:: RECORDS FOR THIS TASK ::
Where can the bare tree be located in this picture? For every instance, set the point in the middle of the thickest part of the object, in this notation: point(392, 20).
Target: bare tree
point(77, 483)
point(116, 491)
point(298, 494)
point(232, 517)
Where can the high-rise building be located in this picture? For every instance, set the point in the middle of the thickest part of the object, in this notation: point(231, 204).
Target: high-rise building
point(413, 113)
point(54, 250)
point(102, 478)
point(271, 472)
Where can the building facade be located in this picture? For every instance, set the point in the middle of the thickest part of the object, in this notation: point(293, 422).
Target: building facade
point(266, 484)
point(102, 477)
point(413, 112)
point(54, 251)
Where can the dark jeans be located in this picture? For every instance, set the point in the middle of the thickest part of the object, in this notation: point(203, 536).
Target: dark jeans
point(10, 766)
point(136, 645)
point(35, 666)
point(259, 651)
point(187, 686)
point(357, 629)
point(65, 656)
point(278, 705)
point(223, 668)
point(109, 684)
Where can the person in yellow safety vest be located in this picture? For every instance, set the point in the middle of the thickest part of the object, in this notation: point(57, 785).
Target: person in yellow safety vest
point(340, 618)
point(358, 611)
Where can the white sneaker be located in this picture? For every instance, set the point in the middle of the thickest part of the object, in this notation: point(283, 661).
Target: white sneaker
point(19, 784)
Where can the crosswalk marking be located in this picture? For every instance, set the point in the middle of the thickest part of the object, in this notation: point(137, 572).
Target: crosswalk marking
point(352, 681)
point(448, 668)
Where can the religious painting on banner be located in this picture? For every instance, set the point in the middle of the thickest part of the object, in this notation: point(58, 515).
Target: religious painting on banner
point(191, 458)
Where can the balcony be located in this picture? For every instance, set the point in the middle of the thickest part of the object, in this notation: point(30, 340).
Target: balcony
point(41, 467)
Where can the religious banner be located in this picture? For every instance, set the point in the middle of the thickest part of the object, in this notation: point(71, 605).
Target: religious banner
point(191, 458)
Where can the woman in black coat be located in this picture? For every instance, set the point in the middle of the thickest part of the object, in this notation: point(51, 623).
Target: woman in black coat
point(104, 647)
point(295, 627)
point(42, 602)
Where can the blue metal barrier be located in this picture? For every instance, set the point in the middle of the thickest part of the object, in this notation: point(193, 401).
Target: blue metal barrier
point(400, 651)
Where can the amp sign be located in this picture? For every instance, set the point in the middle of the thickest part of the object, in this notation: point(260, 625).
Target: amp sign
:::
● **PROBLEM**: Write the records out again. Keep every line exactly as it is.

● **OUTPUT BELOW**:
Where can the bare tree be located in this picture? For every instance, set the point in the middle of the thickest part of the object, in this notation: point(392, 20).
Target: bare tree
point(77, 483)
point(116, 491)
point(298, 494)
point(232, 517)
Where can the high-rise building be located in this picture? For every instance, set the point in the middle of the thickest part of the object, in this notation: point(231, 204).
Target: high-rise building
point(413, 113)
point(54, 250)
point(102, 478)
point(271, 472)
Where can the building facade be located in this picture? For every instance, set the point in the middle of the thickest part of the object, in this notation: point(293, 422).
Target: building facade
point(266, 484)
point(102, 477)
point(413, 112)
point(54, 251)
Where can the dark jeans be located in this picture? For every instance, set the point in the middle of the thickest part of the object, in this notation: point(203, 536).
Target: dark jeans
point(10, 766)
point(136, 645)
point(35, 666)
point(259, 651)
point(187, 686)
point(357, 629)
point(65, 656)
point(278, 705)
point(223, 668)
point(109, 684)
Where can the person in yellow safety vest be located in this picture? For every instance, set the point in the middle of the thickest part of the object, in this notation: point(57, 785).
Target: person in yellow safety vest
point(340, 618)
point(358, 611)
Where can the white sneaker be located in this picture? For every instance, set the point in the middle of the thickest part of the object, in this notation: point(283, 661).
Target: white sneaker
point(19, 784)
Where can the crosswalk marking be located in this picture? For every instance, set the point in the middle of the thickest part of the object, in this notation: point(137, 572).
Target: crosswalk marking
point(352, 681)
point(448, 668)
Where can the religious painting on banner be located in this picture? For every instance, set the point in the middle of the thickest part of the object, in this notation: point(58, 515).
Target: religious painting on banner
point(191, 458)
Where can the balcony be located in this picture? For every instance, set the point in the middle of the thickest part of the object, in this notation: point(30, 340).
Target: balcony
point(41, 467)
Where can the religious banner be located in this picture? For every instance, set the point in the middle of the thickest part of the object, in this notation: point(71, 605).
Target: religious banner
point(191, 458)
Where can the woman in black coat be located in this picture? For every instance, set the point in the middle of the thickest part of the object, in this notation: point(51, 623).
Target: woman in black coat
point(104, 647)
point(295, 627)
point(42, 602)
Where can the blue metal barrier be located in this picture? For every instance, set the point in the middle of the thickest part of the object, in this notation: point(193, 401).
Target: blue metal barrier
point(400, 651)
Where can the amp sign be located in this picture? For every instance, set the point in the middle of the thickest part of the object, in this notation: point(260, 625).
Target: amp sign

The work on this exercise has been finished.